_Image-grounded pointing data_:
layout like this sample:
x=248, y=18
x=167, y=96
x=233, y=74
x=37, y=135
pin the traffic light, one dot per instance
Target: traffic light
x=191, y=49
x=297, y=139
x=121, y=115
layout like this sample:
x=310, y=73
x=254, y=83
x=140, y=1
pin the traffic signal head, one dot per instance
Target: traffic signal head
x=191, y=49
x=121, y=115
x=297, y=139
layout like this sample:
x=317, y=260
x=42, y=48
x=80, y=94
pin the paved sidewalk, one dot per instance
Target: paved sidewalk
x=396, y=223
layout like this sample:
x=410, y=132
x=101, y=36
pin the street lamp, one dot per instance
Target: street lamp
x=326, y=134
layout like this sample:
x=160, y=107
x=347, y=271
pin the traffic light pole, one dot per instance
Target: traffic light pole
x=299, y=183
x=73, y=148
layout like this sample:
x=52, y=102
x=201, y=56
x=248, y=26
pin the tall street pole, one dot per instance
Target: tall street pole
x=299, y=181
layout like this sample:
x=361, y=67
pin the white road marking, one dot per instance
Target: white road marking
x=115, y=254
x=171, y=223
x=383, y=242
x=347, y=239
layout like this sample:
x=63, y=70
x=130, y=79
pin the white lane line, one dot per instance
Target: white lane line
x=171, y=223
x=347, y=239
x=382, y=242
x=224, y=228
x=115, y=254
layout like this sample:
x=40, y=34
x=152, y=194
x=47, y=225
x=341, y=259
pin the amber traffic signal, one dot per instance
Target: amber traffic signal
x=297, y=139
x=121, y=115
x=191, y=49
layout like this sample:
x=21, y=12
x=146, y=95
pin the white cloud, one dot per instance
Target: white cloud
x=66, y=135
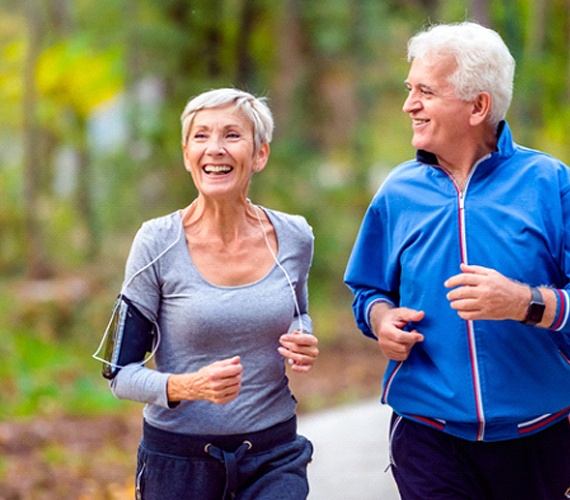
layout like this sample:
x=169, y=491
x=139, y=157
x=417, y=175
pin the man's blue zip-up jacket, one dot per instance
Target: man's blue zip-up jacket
x=478, y=380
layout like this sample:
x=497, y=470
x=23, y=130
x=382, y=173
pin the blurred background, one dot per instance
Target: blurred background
x=91, y=92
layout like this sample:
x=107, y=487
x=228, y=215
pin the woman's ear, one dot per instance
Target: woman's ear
x=185, y=156
x=261, y=157
x=481, y=108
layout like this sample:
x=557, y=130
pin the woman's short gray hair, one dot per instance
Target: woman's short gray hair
x=255, y=108
x=484, y=63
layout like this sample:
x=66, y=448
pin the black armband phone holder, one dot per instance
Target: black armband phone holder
x=129, y=337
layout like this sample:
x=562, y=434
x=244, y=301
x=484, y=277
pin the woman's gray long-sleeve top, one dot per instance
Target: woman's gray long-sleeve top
x=200, y=323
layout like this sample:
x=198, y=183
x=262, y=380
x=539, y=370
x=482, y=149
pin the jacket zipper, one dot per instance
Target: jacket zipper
x=470, y=328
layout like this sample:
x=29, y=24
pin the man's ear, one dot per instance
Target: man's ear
x=481, y=108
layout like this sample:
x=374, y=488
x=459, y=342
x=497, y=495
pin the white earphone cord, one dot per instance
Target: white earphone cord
x=297, y=308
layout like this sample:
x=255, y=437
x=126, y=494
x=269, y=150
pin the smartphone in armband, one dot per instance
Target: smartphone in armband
x=129, y=337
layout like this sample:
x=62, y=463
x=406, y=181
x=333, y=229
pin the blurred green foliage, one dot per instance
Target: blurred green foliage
x=91, y=93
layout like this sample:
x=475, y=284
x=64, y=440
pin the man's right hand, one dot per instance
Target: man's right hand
x=387, y=324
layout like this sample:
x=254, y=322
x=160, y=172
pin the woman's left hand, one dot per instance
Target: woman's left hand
x=300, y=349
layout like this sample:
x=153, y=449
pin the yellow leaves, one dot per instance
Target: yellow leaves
x=74, y=74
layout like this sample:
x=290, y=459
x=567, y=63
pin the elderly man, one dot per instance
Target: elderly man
x=461, y=271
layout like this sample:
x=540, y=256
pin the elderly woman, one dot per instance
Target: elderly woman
x=225, y=283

_Task details_: Starting at the line in the records above that contains "x=567, y=63", output every line up to and including the last one, with nothing added.

_Response box_:
x=567, y=63
pin the elderly man, one dot per instance
Target: elderly man
x=461, y=271
layout like this sample:
x=540, y=256
pin the elderly woman, one dot per instance
Target: elderly woman
x=225, y=283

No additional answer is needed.